DATA
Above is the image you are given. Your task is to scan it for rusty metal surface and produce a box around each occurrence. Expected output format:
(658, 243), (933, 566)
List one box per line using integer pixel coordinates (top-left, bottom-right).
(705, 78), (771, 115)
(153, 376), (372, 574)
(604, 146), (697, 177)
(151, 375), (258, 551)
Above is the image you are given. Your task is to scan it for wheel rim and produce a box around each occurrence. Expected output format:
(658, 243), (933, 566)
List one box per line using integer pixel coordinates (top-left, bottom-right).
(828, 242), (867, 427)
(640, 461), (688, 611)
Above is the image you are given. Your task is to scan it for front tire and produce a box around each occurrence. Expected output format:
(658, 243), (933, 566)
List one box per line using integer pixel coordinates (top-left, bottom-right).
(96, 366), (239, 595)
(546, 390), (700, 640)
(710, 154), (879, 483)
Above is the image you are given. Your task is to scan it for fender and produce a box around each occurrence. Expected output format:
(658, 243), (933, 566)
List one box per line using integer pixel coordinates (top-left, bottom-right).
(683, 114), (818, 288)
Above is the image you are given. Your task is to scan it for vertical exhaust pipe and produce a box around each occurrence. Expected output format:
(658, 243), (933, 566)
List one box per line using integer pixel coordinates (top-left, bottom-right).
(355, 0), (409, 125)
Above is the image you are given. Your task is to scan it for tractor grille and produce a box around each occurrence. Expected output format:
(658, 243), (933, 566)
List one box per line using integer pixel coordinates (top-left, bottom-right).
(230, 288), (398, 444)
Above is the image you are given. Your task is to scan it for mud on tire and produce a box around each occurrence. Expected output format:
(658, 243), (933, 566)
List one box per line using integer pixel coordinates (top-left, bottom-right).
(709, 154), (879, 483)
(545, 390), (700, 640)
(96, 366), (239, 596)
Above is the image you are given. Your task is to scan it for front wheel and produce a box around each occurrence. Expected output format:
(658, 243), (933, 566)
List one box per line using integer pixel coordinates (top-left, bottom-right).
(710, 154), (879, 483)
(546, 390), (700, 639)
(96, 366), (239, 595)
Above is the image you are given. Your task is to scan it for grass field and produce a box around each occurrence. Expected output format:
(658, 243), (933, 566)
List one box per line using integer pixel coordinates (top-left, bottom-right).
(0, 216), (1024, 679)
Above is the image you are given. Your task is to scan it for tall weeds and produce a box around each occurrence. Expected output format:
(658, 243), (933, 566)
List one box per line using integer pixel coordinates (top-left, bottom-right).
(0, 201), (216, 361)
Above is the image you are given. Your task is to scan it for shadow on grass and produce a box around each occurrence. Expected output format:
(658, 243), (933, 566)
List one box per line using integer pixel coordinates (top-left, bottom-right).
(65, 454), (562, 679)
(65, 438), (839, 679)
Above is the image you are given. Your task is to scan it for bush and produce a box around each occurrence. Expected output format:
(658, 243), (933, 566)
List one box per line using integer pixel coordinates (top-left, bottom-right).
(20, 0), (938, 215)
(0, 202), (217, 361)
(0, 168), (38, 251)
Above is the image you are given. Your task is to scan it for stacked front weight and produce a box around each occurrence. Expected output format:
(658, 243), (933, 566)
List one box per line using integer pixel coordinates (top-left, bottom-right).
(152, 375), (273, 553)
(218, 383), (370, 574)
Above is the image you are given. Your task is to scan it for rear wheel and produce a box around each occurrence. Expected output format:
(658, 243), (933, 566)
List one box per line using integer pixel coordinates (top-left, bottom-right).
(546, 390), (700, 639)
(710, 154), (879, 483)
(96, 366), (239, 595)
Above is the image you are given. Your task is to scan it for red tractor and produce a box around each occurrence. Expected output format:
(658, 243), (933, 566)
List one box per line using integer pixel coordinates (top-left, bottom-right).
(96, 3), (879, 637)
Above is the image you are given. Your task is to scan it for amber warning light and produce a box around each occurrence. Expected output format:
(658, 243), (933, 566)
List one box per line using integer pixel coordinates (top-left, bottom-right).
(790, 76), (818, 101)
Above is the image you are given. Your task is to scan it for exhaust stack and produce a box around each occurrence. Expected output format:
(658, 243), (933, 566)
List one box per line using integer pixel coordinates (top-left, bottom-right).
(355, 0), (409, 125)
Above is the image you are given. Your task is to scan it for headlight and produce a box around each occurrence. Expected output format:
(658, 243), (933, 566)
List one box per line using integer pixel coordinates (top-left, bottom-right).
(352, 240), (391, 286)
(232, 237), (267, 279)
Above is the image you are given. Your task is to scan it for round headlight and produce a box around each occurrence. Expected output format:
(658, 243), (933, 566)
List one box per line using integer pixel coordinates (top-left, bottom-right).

THE REQUEST
Copy out, without changes, the part of the records that opens with the line containing "it for exhaust" and closes with the line containing "(232, 237), (267, 279)", including both of those lines.

COMPLETE OUTPUT
Above is the image you are given. Your task is to scan it for exhaust stack and produce a box around each occurrence. Expected output format:
(658, 243), (933, 566)
List one box per line using integer pixel coordinates (top-left, bottom-right).
(355, 0), (409, 125)
Above is the image you are given. Your task is to scan it for headlight and produce a box around each occurrence. Expected output format:
(658, 243), (933, 566)
List one box per line using integer pixel coordinates (top-left, bottom-right).
(352, 240), (391, 286)
(232, 237), (267, 279)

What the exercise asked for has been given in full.